EXERCISE. The expected output is the full set of entries, printed exactly, without pictures.

Saved data entries
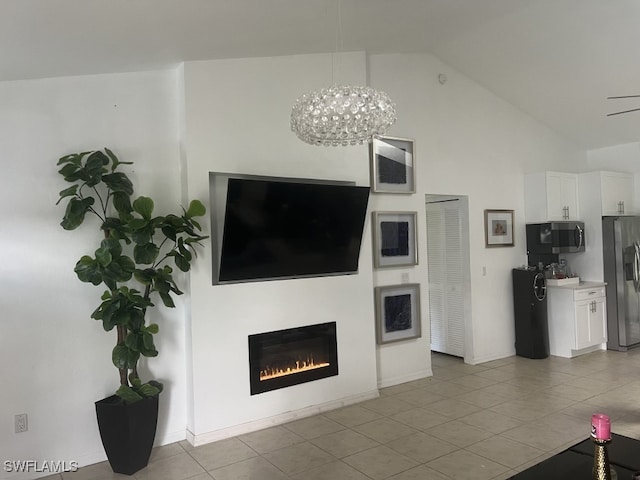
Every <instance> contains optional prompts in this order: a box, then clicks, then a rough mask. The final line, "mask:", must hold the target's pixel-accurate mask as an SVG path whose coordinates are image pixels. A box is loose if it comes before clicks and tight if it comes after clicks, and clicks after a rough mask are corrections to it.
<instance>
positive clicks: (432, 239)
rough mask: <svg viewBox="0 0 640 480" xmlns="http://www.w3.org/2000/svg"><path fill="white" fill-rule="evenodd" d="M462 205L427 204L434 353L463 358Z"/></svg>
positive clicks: (463, 339) (427, 226)
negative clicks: (441, 353)
mask: <svg viewBox="0 0 640 480" xmlns="http://www.w3.org/2000/svg"><path fill="white" fill-rule="evenodd" d="M461 236H462V229H461V224H460V202H459V201H447V202H438V203H428V204H427V250H428V255H427V261H428V269H429V317H430V321H431V350H433V351H436V352H441V353H447V354H449V355H456V356H459V357H463V356H464V306H463V305H464V299H463V291H464V290H463V285H462V282H463V273H462V251H461V243H462V241H461Z"/></svg>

TASK SOLUTION.
Every <instance> contains optional prompts in this order: a box, then clicks, then a rough mask. The final line, "mask:", must hold the target's pixel-accurate mask as an SVG path whose coordinates are image pixels. A box is loose if it comes before clicks and tight if it comes after clicks, and clicks after a rough mask are corrections to it.
<instance>
positive clicks: (432, 239)
rough mask: <svg viewBox="0 0 640 480" xmlns="http://www.w3.org/2000/svg"><path fill="white" fill-rule="evenodd" d="M462 205L427 204L434 353L463 358Z"/></svg>
positive clicks: (463, 339) (427, 226)
negative clicks: (441, 353)
mask: <svg viewBox="0 0 640 480" xmlns="http://www.w3.org/2000/svg"><path fill="white" fill-rule="evenodd" d="M461 236H462V229H461V224H460V202H459V201H447V202H438V203H428V204H427V250H428V255H427V261H428V269H429V317H430V321H431V350H433V351H436V352H441V353H447V354H449V355H456V356H459V357H463V356H464V306H463V305H464V299H463V291H464V290H463V285H462V282H463V273H462V251H461V243H462V241H461Z"/></svg>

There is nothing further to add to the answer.